### Problem to work on
Give back only the lines from the one with "staircase shown in this photo?" through the last line of the data, exactly as they appear.

Stored records
★ ★ ★ ★

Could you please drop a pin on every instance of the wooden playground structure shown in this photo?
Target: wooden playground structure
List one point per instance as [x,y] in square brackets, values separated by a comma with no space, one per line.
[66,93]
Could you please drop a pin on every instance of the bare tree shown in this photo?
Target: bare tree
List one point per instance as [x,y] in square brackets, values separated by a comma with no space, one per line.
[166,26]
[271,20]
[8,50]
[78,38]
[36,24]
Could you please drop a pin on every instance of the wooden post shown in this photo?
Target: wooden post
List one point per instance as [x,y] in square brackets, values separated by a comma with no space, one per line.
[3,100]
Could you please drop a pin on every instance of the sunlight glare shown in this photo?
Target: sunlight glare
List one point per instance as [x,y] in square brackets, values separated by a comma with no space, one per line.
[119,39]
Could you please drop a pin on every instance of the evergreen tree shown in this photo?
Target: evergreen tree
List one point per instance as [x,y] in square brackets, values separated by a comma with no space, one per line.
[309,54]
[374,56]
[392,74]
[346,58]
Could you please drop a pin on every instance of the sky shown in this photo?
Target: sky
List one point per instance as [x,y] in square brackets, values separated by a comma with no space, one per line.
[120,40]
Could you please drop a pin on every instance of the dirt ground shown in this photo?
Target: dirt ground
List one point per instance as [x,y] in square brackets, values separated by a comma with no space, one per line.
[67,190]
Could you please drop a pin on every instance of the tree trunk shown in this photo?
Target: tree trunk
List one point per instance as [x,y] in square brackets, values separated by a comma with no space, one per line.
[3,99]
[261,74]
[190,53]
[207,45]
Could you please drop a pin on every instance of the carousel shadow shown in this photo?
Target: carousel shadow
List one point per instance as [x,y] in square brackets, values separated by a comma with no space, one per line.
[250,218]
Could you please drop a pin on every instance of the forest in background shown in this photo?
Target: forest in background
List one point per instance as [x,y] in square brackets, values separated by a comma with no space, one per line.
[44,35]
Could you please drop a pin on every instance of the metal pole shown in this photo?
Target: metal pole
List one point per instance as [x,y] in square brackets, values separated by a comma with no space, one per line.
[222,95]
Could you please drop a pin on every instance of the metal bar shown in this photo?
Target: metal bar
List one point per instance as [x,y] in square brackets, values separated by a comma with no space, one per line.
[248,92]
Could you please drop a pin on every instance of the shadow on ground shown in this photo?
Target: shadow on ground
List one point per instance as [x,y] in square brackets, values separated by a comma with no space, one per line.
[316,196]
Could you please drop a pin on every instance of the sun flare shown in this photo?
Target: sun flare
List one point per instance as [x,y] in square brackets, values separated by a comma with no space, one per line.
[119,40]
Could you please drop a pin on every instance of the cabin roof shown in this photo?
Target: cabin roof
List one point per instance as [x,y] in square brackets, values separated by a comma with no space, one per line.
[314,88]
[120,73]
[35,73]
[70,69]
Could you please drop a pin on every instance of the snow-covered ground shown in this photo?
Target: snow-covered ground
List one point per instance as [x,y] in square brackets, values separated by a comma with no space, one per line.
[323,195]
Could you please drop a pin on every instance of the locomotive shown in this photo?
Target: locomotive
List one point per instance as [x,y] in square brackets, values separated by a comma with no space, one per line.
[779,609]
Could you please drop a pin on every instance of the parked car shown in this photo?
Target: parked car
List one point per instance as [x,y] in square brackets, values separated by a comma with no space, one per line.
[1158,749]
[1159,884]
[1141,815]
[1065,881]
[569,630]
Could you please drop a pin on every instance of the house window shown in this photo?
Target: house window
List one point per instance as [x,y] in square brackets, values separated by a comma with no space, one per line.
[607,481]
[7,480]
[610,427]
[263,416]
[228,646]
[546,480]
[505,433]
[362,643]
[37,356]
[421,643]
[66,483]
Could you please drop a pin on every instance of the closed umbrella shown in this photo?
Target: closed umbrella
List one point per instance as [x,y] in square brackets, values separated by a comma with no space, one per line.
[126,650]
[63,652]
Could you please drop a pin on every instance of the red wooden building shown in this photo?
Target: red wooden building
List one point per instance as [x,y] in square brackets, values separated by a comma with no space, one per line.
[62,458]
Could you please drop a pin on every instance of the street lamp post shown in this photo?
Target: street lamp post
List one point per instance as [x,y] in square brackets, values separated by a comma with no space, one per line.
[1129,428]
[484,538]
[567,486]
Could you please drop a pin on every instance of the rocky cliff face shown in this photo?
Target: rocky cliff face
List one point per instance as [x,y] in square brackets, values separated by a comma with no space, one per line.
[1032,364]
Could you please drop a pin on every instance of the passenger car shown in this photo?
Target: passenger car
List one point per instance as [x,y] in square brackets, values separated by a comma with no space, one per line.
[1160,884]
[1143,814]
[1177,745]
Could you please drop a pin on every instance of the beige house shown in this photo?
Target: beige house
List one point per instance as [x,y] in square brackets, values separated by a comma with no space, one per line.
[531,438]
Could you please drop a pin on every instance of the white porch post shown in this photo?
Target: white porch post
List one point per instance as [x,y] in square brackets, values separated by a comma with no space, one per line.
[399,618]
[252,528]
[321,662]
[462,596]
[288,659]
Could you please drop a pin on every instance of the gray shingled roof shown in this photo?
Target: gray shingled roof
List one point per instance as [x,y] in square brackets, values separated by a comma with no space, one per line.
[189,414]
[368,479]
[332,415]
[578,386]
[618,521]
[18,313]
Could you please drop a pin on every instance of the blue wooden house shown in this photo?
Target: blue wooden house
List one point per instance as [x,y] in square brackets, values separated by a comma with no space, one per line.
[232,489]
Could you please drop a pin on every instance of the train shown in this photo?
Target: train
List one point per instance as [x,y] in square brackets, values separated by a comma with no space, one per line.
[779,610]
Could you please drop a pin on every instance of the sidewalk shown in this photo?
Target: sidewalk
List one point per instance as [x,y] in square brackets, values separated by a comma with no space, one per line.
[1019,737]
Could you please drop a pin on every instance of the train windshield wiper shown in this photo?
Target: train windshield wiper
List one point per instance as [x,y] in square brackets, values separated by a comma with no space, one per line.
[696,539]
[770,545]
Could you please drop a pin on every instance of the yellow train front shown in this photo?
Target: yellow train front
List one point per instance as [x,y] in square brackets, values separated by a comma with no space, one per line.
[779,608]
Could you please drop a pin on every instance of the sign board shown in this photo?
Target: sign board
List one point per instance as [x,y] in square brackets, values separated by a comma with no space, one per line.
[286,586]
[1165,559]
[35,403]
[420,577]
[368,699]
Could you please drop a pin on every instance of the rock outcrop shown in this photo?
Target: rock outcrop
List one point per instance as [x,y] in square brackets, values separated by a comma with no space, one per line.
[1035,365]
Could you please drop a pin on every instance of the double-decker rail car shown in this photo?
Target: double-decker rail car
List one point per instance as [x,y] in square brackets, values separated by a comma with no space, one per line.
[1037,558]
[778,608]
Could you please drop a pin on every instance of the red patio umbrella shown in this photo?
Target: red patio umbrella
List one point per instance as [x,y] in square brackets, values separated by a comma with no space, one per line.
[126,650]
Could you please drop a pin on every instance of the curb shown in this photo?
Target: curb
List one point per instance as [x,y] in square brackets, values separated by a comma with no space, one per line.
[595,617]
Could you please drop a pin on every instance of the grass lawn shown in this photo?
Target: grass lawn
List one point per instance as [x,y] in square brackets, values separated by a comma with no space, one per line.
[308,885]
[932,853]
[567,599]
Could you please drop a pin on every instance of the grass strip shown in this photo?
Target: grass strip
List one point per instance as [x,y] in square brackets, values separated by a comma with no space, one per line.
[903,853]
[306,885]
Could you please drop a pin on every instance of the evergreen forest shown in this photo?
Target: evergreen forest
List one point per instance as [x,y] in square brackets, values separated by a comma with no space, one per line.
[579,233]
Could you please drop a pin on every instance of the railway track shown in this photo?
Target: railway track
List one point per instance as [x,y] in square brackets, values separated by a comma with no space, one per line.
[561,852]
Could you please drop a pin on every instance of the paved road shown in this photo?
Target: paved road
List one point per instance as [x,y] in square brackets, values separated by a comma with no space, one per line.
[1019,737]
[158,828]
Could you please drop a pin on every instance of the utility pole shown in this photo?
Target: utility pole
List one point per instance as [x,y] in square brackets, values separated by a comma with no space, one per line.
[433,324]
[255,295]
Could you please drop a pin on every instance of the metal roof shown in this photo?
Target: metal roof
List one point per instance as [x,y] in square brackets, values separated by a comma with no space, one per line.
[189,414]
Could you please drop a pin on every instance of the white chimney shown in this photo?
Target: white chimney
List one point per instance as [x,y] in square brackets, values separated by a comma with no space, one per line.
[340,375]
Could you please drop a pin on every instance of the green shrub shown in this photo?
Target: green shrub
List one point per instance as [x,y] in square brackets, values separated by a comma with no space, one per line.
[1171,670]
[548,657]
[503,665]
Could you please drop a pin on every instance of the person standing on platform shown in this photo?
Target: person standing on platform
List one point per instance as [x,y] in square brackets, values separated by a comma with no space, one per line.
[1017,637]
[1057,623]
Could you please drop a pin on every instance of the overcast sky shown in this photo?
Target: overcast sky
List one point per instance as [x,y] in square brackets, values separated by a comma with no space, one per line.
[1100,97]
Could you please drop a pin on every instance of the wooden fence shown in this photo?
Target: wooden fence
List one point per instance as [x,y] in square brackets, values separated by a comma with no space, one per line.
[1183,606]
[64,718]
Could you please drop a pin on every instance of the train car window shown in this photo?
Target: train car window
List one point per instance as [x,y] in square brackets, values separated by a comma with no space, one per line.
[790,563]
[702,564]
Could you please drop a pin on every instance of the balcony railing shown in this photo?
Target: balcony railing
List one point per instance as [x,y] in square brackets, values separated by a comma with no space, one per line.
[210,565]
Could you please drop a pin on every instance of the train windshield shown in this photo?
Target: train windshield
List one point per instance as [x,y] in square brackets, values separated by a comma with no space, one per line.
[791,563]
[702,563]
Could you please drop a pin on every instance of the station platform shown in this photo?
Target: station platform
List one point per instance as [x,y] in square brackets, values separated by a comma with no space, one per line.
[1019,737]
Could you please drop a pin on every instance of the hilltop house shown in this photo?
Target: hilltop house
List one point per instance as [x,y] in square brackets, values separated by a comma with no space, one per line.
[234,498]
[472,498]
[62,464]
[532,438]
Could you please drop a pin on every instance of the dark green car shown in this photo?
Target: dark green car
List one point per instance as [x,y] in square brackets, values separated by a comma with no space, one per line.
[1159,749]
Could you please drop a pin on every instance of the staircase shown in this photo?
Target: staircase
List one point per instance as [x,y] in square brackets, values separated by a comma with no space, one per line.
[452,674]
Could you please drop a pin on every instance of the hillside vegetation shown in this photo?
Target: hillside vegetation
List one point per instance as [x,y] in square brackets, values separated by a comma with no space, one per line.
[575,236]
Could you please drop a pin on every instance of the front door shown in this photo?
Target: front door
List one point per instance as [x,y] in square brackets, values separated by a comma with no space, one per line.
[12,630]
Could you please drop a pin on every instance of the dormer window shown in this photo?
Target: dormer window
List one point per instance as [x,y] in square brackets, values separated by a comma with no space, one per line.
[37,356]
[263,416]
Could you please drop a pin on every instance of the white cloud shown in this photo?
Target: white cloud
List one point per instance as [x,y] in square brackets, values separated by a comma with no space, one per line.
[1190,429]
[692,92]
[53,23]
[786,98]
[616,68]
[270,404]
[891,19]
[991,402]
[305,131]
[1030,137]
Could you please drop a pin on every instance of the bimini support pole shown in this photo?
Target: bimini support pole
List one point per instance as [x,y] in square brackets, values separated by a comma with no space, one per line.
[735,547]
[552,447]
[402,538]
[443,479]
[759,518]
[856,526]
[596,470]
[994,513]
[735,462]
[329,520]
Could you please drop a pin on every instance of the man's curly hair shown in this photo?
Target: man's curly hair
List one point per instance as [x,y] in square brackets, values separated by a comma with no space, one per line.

★ ★ ★ ★

### Full output
Could you please drop a pin on every instance of the staircase shown in this photo?
Target: staircase
List one point per instance as [x,y] in square brackets, values separated by a comma with no space, one per line.
[452,674]
Could you please drop a pin on every instance of the hillside vegetation shown in this photo?
Target: hillside vegetation
List one point per instance as [x,y] in square brackets, values separated by a comma with no space, one per line.
[575,236]
Could you please drop a pin on every instance of the front door shown in this photo?
Target: front door
List one point per instance as [x,y] in square brackets, values separated by a comma with no space, one per line.
[12,630]
Could you please drop a pin on every instance of the dormer window shown in this photo?
Target: dormer window
List one point per instance as [x,y] in square brackets, values separated by a comma with no space, one per line.
[37,356]
[263,416]
Could you please drop a pin on every instance of the white cloud shown in this photo?
Target: white cloud
List one point per instance as [x,y] in square brackets, values separated by a comma with no space, one per line.
[1190,429]
[692,92]
[53,23]
[786,98]
[616,68]
[270,404]
[891,19]
[991,402]
[305,131]
[1030,137]
Could you please drop a pin on every instance of the bimini support pole shown in this photo?
Target: bimini support pole
List one point per instance as [x,y] in square brackets, values separated by a comma with no space, one per line.
[735,547]
[552,447]
[402,538]
[443,479]
[759,518]
[856,526]
[596,470]
[994,513]
[735,462]
[329,520]
Could you please drop a pin on every instance of the man's curly hair shown in this photo?
Target: man's curly hair
List one point per instance as [x,y] in square brackets, values separated by a comma with no space, one per line.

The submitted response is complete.